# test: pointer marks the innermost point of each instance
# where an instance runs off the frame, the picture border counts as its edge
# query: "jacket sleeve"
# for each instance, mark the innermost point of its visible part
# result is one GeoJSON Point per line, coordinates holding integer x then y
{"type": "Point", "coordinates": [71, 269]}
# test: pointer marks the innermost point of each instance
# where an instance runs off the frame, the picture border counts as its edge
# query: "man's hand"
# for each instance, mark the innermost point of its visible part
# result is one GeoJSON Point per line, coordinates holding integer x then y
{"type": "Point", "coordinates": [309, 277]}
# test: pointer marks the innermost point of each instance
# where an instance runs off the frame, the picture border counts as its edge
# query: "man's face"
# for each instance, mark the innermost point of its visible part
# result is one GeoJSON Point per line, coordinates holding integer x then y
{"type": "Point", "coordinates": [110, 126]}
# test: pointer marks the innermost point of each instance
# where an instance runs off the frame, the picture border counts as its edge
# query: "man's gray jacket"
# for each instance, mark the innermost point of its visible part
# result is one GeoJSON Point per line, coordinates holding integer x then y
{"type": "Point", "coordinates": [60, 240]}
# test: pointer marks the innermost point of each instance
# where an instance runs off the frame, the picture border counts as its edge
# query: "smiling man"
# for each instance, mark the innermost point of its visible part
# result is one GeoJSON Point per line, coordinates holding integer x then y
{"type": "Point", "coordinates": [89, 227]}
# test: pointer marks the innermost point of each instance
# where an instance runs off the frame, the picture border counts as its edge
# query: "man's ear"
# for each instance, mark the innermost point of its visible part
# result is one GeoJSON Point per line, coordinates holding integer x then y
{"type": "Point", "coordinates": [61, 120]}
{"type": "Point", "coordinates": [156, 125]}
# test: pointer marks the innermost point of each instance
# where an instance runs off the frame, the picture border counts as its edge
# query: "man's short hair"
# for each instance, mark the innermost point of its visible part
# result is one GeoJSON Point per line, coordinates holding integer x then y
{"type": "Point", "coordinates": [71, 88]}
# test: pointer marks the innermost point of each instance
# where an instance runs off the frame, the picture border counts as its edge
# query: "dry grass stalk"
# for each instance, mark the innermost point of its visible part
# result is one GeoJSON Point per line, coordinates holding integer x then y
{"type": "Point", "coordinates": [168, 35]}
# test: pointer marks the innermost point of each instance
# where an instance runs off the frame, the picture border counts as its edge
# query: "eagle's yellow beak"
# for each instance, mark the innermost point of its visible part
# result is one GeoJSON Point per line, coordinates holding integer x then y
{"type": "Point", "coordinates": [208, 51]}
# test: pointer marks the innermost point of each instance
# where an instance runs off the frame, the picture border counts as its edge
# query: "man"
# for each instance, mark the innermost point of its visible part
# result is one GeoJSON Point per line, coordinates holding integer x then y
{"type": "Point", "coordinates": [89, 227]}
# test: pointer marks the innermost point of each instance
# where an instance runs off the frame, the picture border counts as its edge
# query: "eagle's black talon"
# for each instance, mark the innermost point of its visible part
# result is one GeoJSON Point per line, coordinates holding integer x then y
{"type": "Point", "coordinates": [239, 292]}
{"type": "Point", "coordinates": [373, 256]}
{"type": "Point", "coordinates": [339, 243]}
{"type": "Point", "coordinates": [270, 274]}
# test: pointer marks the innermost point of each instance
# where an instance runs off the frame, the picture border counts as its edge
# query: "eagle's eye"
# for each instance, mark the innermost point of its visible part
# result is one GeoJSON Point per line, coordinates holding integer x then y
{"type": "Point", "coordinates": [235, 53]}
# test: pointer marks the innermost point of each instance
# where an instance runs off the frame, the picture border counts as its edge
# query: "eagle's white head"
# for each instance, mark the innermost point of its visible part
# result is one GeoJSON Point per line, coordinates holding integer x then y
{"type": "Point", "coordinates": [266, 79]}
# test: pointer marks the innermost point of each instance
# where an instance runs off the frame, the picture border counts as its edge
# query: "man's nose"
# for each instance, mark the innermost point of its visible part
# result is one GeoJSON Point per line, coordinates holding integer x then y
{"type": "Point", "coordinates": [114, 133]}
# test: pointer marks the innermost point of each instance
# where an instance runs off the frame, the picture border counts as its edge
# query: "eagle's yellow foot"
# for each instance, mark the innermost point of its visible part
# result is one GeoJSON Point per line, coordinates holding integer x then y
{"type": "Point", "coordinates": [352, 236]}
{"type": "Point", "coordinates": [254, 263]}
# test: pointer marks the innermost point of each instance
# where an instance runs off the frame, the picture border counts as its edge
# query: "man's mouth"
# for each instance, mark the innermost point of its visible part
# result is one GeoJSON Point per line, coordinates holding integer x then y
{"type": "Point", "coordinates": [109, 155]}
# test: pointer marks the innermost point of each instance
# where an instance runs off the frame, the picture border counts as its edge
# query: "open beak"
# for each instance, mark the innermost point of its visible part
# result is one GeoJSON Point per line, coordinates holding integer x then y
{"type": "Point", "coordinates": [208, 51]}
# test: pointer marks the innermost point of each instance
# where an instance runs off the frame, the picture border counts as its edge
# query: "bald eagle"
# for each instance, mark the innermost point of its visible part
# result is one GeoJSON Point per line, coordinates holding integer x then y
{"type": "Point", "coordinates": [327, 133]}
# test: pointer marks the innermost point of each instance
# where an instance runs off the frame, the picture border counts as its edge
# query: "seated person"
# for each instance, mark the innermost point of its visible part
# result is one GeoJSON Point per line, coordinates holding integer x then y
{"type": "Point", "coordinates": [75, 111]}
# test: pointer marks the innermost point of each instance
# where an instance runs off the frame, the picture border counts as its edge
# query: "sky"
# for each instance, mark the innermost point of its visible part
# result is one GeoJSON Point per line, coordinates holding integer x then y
★ ★ ★ ★ ★ ★ ★
-- WORK INSTRUCTIONS --
Repeat every line of the material exactly as given.

-- WRITTEN ANSWER --
# test: pointer marks the innermost point of each instance
# where an instance runs off the frame, the picture border counts as its edge
# query: "jacket sleeve"
# for each instance, mark the innermost point of its visible part
# result is one GeoJSON Point per line, coordinates holding integer x then y
{"type": "Point", "coordinates": [71, 269]}
# test: pointer marks the innermost point of each instance
# where an instance runs off the frame, the picture border counts as its edge
# query: "man's hand"
# for each instance, mark the innermost point of its visible part
# result is one GeoJSON Point per line, coordinates holding integer x then y
{"type": "Point", "coordinates": [309, 277]}
# test: pointer marks the innermost point of each instance
# where an instance runs off the frame, the picture border counts as its edge
# query: "man's face"
# for each instance, mark the innermost point of its visible part
# result is one GeoJSON Point per line, coordinates holding integer x then y
{"type": "Point", "coordinates": [110, 126]}
# test: pointer marks the innermost point of each instance
# where an instance runs off the frame, the picture border counts as its edge
# query: "man's gray jacket"
# for each instance, mark the innermost point of its visible part
# result is one GeoJSON Point per line, coordinates holding integer x then y
{"type": "Point", "coordinates": [60, 240]}
# test: pointer marks the innermost point of each instance
# where an instance runs off the frame, the picture border counts as its edge
# query: "smiling man"
# for each instance, mark the innermost point of its visible part
# result is one GeoJSON Point per line, coordinates holding integer x then y
{"type": "Point", "coordinates": [89, 227]}
# test: pointer marks the innermost point of each instance
# where an instance runs off the frame, the picture border counts as its edge
# query: "man's ear"
# for each instance, mark the innermost point of its visible part
# result is one GeoJSON Point per line, coordinates holding integer x then y
{"type": "Point", "coordinates": [61, 120]}
{"type": "Point", "coordinates": [156, 125]}
# test: pointer marks the innermost point of each instance
# where an instance runs off the frame, the picture border counts as its edge
# query: "man's short hair"
# for each instance, mark the innermost point of its visible part
# result is one GeoJSON Point per line, coordinates holding integer x then y
{"type": "Point", "coordinates": [71, 88]}
# test: pointer marks the innermost point of each instance
# where an instance runs off the frame, the picture border counts as its edge
# query: "dry grass stalk"
# for each instance, mark the innermost point of its visible part
# result is one GeoJSON Point per line, coordinates holding integer x then y
{"type": "Point", "coordinates": [168, 35]}
# test: pointer marks the innermost point of each instance
# where an instance runs off the frame, the picture border counts as its edge
# query: "eagle's yellow beak"
# for each instance, mark the innermost point of its visible part
# result is one GeoJSON Point per line, coordinates holding integer x then y
{"type": "Point", "coordinates": [208, 51]}
# test: pointer marks the innermost point of each instance
# where an instance runs off the frame, the picture border counts as its edge
# query: "man"
# for each instance, mark the innermost point of its visible part
# result is one GeoJSON Point per line, coordinates holding integer x then y
{"type": "Point", "coordinates": [89, 227]}
# test: pointer marks the innermost point of each instance
# where an instance runs off the frame, the picture border counts as its edge
# query: "eagle's black talon"
# for each instance, mark the innermost point of its visible part
# result is one GeoJSON Point per line, coordinates holding integer x then y
{"type": "Point", "coordinates": [239, 292]}
{"type": "Point", "coordinates": [373, 256]}
{"type": "Point", "coordinates": [339, 243]}
{"type": "Point", "coordinates": [270, 274]}
# test: pointer marks the innermost point of each instance
# where an instance runs off the frame, the picture border counts as its edge
# query: "eagle's eye"
# for each instance, mark the innermost point of its visible part
# result is one GeoJSON Point per line, coordinates holding integer x then y
{"type": "Point", "coordinates": [235, 53]}
# test: pointer marks the innermost point of each instance
# where an instance runs off the frame, the picture border counts as its edge
# query: "eagle's white head"
# for each instance, mark the innermost point of its visible part
# result is one GeoJSON Point per line, coordinates holding integer x then y
{"type": "Point", "coordinates": [266, 79]}
# test: pointer marks the innermost point of each instance
# where an instance runs off the frame, the picture border counts as its edge
# query: "man's nose"
# for each instance, mark the innermost point of its visible part
# result is one GeoJSON Point per line, coordinates holding integer x then y
{"type": "Point", "coordinates": [114, 133]}
# test: pointer marks the innermost point of each instance
# where an instance runs off the frame, the picture border counts as its edge
# query: "eagle's yellow foot"
# for each instance, mark the innermost point of its visible part
# result is one GeoJSON Point per line, coordinates holding integer x then y
{"type": "Point", "coordinates": [352, 236]}
{"type": "Point", "coordinates": [254, 263]}
# test: pointer marks the innermost point of each instance
# where an instance runs off the frame, the picture border counts as its edge
# query: "man's mouth"
# for each instance, mark the innermost point of its visible part
# result is one GeoJSON Point per line, coordinates holding integer x then y
{"type": "Point", "coordinates": [109, 155]}
# test: pointer marks the innermost point of each instance
# where an instance runs off the frame, the picture border counts as its edge
# query: "open beak"
# for each instance, mark the innermost point of its visible part
# result is one GeoJSON Point per line, coordinates holding integer x then y
{"type": "Point", "coordinates": [208, 51]}
# test: pointer marks the innermost point of each instance
# where an instance runs off the frame, the picture border counts as its edge
# query: "bald eagle"
# for each instance, mark the innermost point of its visible part
# result is one GeoJSON Point per line, coordinates holding integer x then y
{"type": "Point", "coordinates": [327, 133]}
# test: pointer marks the innermost point of each instance
# where an instance runs off the frame, the picture border counts as its edge
# query: "seated person"
# for each instance, mark the innermost point of its visible part
# result is one GeoJSON Point per line, coordinates holding integer x then y
{"type": "Point", "coordinates": [75, 111]}
# test: pointer marks the innermost point of each instance
# where an instance runs off the frame, the picture border counts as its edge
# query: "sky"
# for each instance, mark the innermost point of its visible part
# result is one GeoJSON Point per line, coordinates holding integer x then y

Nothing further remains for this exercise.